BRIEF: Print all entries word for word.

Dataset items
----------------------------------------

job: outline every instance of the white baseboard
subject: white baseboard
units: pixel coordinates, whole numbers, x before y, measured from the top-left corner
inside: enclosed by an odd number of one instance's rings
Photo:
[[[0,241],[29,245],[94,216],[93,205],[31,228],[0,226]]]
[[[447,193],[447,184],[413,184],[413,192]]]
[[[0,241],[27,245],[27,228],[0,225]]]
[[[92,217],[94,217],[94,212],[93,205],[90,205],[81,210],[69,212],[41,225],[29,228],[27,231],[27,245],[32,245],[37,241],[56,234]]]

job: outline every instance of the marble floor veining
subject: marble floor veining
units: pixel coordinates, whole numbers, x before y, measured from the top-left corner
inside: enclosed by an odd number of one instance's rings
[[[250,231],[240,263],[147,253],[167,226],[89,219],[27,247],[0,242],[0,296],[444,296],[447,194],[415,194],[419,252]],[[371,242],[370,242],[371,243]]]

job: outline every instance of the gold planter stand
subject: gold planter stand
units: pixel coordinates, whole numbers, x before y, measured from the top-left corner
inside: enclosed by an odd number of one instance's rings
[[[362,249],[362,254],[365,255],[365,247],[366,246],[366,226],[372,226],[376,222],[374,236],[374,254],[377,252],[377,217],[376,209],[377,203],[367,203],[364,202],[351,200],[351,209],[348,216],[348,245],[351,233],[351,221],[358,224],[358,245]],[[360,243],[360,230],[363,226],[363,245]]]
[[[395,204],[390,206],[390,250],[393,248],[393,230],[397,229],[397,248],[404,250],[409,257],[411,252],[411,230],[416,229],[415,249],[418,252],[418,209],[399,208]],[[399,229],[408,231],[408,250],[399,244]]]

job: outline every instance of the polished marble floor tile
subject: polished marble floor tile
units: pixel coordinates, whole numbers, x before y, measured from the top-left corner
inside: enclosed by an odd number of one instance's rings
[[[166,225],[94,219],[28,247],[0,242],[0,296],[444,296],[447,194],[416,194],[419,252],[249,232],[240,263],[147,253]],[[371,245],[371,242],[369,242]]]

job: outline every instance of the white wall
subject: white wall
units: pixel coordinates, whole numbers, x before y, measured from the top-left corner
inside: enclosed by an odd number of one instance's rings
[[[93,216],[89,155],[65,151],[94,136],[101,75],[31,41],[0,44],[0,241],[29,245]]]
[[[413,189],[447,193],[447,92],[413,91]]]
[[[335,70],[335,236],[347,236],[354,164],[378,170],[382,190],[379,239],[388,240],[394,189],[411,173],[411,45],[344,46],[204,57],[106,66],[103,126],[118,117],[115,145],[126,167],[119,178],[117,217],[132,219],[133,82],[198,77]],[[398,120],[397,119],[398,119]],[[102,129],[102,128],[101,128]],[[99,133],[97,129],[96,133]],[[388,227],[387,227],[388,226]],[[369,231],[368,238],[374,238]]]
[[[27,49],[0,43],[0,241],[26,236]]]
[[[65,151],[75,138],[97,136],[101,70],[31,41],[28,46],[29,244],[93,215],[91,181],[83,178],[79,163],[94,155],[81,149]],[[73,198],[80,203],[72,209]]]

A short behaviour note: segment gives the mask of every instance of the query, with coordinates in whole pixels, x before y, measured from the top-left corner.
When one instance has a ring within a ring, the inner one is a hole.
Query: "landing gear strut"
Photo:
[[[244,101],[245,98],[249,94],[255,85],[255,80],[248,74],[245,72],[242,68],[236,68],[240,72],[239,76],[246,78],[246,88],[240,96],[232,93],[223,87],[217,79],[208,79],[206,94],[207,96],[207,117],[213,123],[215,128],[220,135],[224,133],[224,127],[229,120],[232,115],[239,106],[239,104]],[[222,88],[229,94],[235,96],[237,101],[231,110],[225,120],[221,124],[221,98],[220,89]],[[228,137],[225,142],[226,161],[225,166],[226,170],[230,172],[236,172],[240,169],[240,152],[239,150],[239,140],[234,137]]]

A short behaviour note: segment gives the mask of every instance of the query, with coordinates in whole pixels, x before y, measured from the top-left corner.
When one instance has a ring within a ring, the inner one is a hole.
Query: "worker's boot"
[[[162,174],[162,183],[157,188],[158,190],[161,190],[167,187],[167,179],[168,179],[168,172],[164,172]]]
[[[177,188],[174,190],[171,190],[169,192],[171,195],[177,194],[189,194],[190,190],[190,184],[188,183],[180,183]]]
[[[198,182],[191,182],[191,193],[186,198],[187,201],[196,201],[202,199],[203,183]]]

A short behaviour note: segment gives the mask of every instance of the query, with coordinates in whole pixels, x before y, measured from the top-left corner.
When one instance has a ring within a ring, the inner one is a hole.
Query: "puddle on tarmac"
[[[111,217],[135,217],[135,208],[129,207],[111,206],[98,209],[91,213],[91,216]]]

----------------------------------------

WRITTEN RESPONSE:
job: outline every instance of the white baseboard
subject: white baseboard
units: pixel coordinates, whole numbers, x before y, measured from the top-left corner
inside: enclosed by an odd number of one instance's rings
Photo:
[[[0,241],[29,245],[94,216],[93,205],[31,228],[0,226]]]
[[[447,193],[447,184],[413,184],[413,192]]]
[[[0,241],[27,245],[27,228],[0,225]]]
[[[92,217],[94,217],[94,212],[93,205],[90,205],[81,210],[69,212],[41,225],[29,228],[27,231],[27,245],[32,245],[37,241],[56,234]]]

job: outline every instance of the marble floor veining
subject: marble floor veining
units: pixel coordinates, whole numbers, x before y, measured from the top-left corner
inside: enclosed by an odd number of one instance's rings
[[[250,231],[240,263],[147,253],[167,226],[89,219],[27,247],[0,242],[0,296],[444,296],[447,194],[415,194],[419,252]],[[371,242],[370,242],[371,243]]]

job: outline every instance of the gold planter stand
subject: gold planter stand
units: pixel coordinates, whole numbers, x before y, measured from the top-left corner
inside: enclosed by an odd number of one instance's rings
[[[362,249],[362,254],[365,255],[365,247],[366,246],[366,226],[372,226],[376,222],[374,236],[374,254],[377,252],[377,217],[376,209],[377,203],[367,203],[364,202],[351,200],[351,209],[348,216],[348,245],[351,233],[351,221],[358,224],[358,245]],[[360,243],[360,230],[363,226],[363,245]]]
[[[395,204],[390,206],[390,250],[393,248],[393,230],[397,229],[397,248],[404,250],[409,257],[411,252],[411,230],[416,229],[415,249],[418,252],[418,209],[399,208]],[[399,229],[408,231],[408,250],[399,244]]]

job: outline every instance of the polished marble floor tile
subject: polished marble floor tile
units: pixel coordinates, whole numbers, x before y, measured from the top-left corner
inside: enclosed by an odd number of one instance's rings
[[[166,225],[94,219],[28,247],[0,242],[0,296],[444,296],[447,194],[416,194],[419,252],[249,232],[240,263],[147,253]],[[371,245],[371,242],[369,242]]]

job: outline every instance of the white wall
subject: white wall
units: pixel coordinates, whole numbers, x before y, measured from the top-left corner
inside: enclosed by an odd number of one instance's rings
[[[93,216],[89,155],[65,151],[94,136],[101,75],[31,41],[0,44],[0,241],[29,245]]]
[[[413,189],[447,193],[447,92],[413,91]]]
[[[335,70],[335,236],[347,236],[354,164],[378,170],[382,190],[379,239],[388,240],[394,189],[411,173],[411,45],[344,46],[204,57],[106,66],[103,126],[118,117],[115,145],[126,167],[119,178],[117,217],[132,219],[133,82],[198,77]],[[398,120],[397,119],[398,119]],[[102,129],[102,128],[101,128]],[[99,133],[97,129],[96,133]],[[388,227],[387,227],[388,226]],[[369,231],[368,238],[374,238]]]
[[[27,49],[0,43],[0,241],[26,236]]]
[[[65,151],[75,138],[97,136],[101,70],[31,41],[28,46],[29,244],[93,215],[91,181],[83,178],[79,163],[94,155],[81,149]],[[73,198],[80,203],[72,209]]]

A short behaviour note: segment gives the mask of every instance of the query, with coordinates in whole pixels, x before y, measured from the top-left corner.
When one instance has a ring within a ring, the inner one is a hole.
Query: "landing gear strut"
Photo:
[[[244,101],[245,98],[249,94],[255,85],[255,80],[248,74],[245,72],[242,68],[236,68],[240,72],[239,76],[246,78],[246,88],[240,96],[232,93],[223,87],[217,79],[208,79],[206,94],[207,96],[207,117],[213,123],[215,128],[220,135],[224,133],[224,127],[229,120],[232,115],[239,106],[239,104]],[[222,88],[229,94],[235,96],[237,101],[231,110],[225,120],[221,124],[221,98],[220,89]],[[228,137],[225,142],[226,161],[225,166],[226,170],[230,172],[236,172],[240,169],[240,152],[239,150],[239,140],[234,137]]]

A short behaviour note: segment gives the mask of every instance of the query, with coordinates in whole pixels, x before y, measured from the top-left corner.
When one instance has a ring within a ring, the inner one is a hole.
Query: "worker's boot"
[[[162,174],[162,183],[157,188],[158,190],[161,190],[167,187],[167,179],[168,179],[168,172],[164,172]]]
[[[177,188],[174,190],[171,190],[169,192],[171,195],[177,194],[189,194],[190,190],[190,184],[188,183],[180,183]]]
[[[198,182],[191,182],[191,193],[186,198],[187,201],[196,201],[202,199],[203,183]]]

A short behaviour note: segment gives the mask of every instance of the query, with coordinates in whole pixels, x before y, measured from the top-left corner.
When one instance has a ring within a ring, the inner one is a hole.
Query: "puddle on tarmac"
[[[111,217],[135,217],[135,208],[129,207],[111,206],[98,209],[91,213],[91,216]]]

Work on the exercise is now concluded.